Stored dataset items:
-.-.-
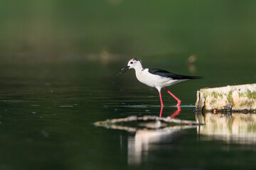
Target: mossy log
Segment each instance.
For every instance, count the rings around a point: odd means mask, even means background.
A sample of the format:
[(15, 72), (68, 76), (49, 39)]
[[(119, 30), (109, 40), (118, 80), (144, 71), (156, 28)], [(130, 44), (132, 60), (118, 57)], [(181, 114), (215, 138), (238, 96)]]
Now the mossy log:
[(201, 89), (196, 107), (201, 111), (255, 112), (256, 84)]

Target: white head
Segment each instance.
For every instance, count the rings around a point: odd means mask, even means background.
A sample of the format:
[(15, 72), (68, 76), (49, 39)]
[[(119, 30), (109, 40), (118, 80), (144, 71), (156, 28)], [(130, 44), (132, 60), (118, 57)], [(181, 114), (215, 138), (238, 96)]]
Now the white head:
[(142, 69), (142, 62), (139, 59), (133, 58), (129, 61), (127, 66), (129, 69)]
[(128, 69), (134, 69), (135, 70), (141, 70), (143, 69), (142, 67), (142, 62), (139, 59), (133, 58), (131, 60), (129, 61), (127, 65), (118, 71), (117, 73), (119, 73), (120, 75), (119, 76), (125, 73)]

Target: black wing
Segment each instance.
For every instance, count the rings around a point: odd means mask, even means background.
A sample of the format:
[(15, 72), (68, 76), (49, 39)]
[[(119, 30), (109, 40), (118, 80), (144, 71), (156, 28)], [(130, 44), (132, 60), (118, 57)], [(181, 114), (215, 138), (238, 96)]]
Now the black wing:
-.-.-
Requirements:
Copy all of the material above word for word, leaving out the pictures.

Exercise response:
Target: mossy log
Segment each instance.
For every instance, count the rings around a point: odd means mask, even means background.
A sample of the format:
[(15, 72), (68, 76), (49, 39)]
[[(119, 30), (109, 40), (118, 80), (144, 71), (156, 28)], [(130, 44), (132, 60), (118, 57)], [(181, 114), (215, 138), (238, 96)]]
Now the mossy log:
[(201, 89), (196, 107), (201, 111), (255, 112), (256, 84)]

Target: white head
Segment each instance.
For every instance, count the rings around a point: odd means mask, even means background.
A sample of the format:
[(15, 72), (68, 76), (49, 39)]
[[(119, 30), (109, 40), (118, 80), (144, 71), (156, 28)], [(130, 44), (132, 60), (118, 57)], [(181, 114), (215, 138), (238, 96)]]
Now the white head:
[(142, 69), (142, 62), (139, 59), (133, 58), (129, 61), (127, 66), (129, 69)]
[(128, 69), (134, 69), (135, 70), (141, 70), (143, 69), (142, 67), (142, 62), (139, 59), (133, 58), (131, 60), (129, 61), (127, 65), (118, 71), (117, 73), (119, 73), (120, 75), (119, 76), (125, 73)]

Target: black wing
Segment each instance.
For every instance, count the rings around a point: odd means mask, even means background.
A sample of the format:
[(15, 72), (68, 76), (49, 39)]
[[(119, 30), (109, 40), (118, 80), (144, 71), (156, 28)], [(130, 44), (132, 60), (118, 57)], [(181, 114), (215, 138), (238, 96)]]
Now the black wing:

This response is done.